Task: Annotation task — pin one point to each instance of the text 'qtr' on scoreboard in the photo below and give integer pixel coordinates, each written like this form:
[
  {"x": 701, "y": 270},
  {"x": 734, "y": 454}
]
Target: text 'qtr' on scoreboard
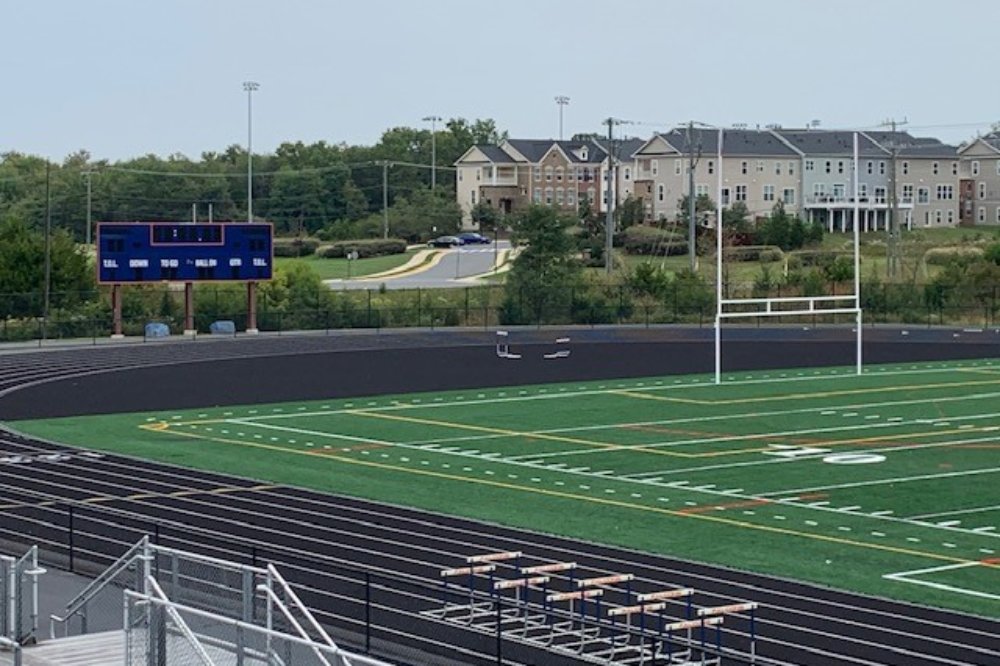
[{"x": 135, "y": 252}]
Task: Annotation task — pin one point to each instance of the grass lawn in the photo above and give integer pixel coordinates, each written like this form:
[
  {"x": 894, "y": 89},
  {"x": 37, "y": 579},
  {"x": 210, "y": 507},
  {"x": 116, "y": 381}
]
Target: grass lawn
[
  {"x": 329, "y": 269},
  {"x": 885, "y": 483}
]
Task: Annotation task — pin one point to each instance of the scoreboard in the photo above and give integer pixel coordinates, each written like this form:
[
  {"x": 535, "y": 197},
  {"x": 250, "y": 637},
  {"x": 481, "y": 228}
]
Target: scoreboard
[{"x": 135, "y": 252}]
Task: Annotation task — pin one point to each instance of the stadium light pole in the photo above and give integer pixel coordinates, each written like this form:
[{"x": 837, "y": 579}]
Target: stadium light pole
[
  {"x": 250, "y": 87},
  {"x": 433, "y": 120},
  {"x": 562, "y": 101}
]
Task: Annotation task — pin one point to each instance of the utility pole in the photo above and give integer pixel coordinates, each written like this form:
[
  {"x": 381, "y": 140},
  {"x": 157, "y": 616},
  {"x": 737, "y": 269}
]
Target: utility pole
[
  {"x": 892, "y": 226},
  {"x": 609, "y": 220},
  {"x": 561, "y": 100},
  {"x": 88, "y": 173},
  {"x": 385, "y": 198},
  {"x": 692, "y": 221}
]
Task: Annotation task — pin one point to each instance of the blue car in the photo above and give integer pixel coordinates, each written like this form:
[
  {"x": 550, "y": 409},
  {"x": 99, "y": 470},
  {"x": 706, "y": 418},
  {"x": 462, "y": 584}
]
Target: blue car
[{"x": 472, "y": 238}]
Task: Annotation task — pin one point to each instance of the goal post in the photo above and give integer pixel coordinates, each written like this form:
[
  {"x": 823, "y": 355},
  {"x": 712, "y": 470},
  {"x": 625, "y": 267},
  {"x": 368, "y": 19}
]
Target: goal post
[{"x": 742, "y": 308}]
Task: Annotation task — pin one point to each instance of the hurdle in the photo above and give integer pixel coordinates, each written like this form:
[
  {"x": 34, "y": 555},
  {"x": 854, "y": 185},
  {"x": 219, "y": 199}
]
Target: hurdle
[
  {"x": 503, "y": 346},
  {"x": 732, "y": 609},
  {"x": 559, "y": 629},
  {"x": 475, "y": 610},
  {"x": 559, "y": 353},
  {"x": 522, "y": 604}
]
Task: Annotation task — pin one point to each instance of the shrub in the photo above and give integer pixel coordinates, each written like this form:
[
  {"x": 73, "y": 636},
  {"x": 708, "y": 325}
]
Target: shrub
[
  {"x": 653, "y": 241},
  {"x": 942, "y": 256},
  {"x": 295, "y": 247},
  {"x": 370, "y": 247}
]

> Request
Give the entries again word for word, but skip the pictures.

> Solution below
Task: Annotation task — pin one point to each instance of the text 'qtr' on scoreboard in the photo below and give integer pixel coordinates, each written like this form:
[
  {"x": 701, "y": 270},
  {"x": 734, "y": 454}
]
Target: text 'qtr' on scoreboard
[{"x": 135, "y": 252}]
Task: Annotation task — pin one point to each instance of the grass lawn in the photo above and give integer pixel coordinates, each written like this form:
[
  {"x": 894, "y": 89},
  {"x": 37, "y": 579},
  {"x": 210, "y": 507},
  {"x": 116, "y": 381}
]
Target: grass lawn
[
  {"x": 329, "y": 269},
  {"x": 885, "y": 483}
]
Task: Annotation task — pin one point to each instance of the scoreboard in the photo above and give integer pixel coordinates, each written like this form:
[
  {"x": 535, "y": 197},
  {"x": 250, "y": 637},
  {"x": 481, "y": 228}
]
Target: scoreboard
[{"x": 135, "y": 252}]
Task: Annotation task — pin one point to each instance of the stadium light pole in the photo above and give integer pixel coordinates, each written like this form:
[{"x": 837, "y": 579}]
Target: stadium light pole
[
  {"x": 250, "y": 87},
  {"x": 433, "y": 120},
  {"x": 562, "y": 101}
]
Task: Annotation task — pin one point to each instance of the utility pole in the photo above and give integer pixel coordinates, each written like this form:
[
  {"x": 381, "y": 140},
  {"x": 157, "y": 616},
  {"x": 737, "y": 269}
]
Target: utility pole
[
  {"x": 892, "y": 226},
  {"x": 609, "y": 220},
  {"x": 561, "y": 100},
  {"x": 88, "y": 173},
  {"x": 385, "y": 198},
  {"x": 692, "y": 221}
]
Task: Annotation task — pin one point to each instance of the blue car in the photo above and give integer pixel coordinates, each written like this form:
[
  {"x": 550, "y": 409},
  {"x": 99, "y": 470},
  {"x": 706, "y": 418},
  {"x": 462, "y": 584}
]
Target: blue car
[{"x": 472, "y": 238}]
Task: Annotation task — pin one point to each instance of the goal post in the photo above and give integer pixel coordinates, each written like this form:
[
  {"x": 823, "y": 355},
  {"x": 712, "y": 470},
  {"x": 625, "y": 267},
  {"x": 368, "y": 19}
]
Target: goal post
[{"x": 742, "y": 308}]
Task: Annotation task — pin one point to each instance of the hurdle in the photo above and give integer pixel coordinates, each written like this form:
[
  {"x": 34, "y": 555},
  {"x": 854, "y": 185},
  {"x": 219, "y": 199}
]
Target: hurdle
[
  {"x": 503, "y": 346},
  {"x": 732, "y": 609},
  {"x": 559, "y": 629},
  {"x": 475, "y": 610},
  {"x": 559, "y": 353},
  {"x": 522, "y": 604}
]
Task: Annotation task — pin one point to each instance of the shrub in the photo above and give integer pixel coordinates, each written like this form:
[
  {"x": 73, "y": 636},
  {"x": 708, "y": 325}
]
Target: shrub
[
  {"x": 653, "y": 241},
  {"x": 942, "y": 256},
  {"x": 295, "y": 247},
  {"x": 370, "y": 247}
]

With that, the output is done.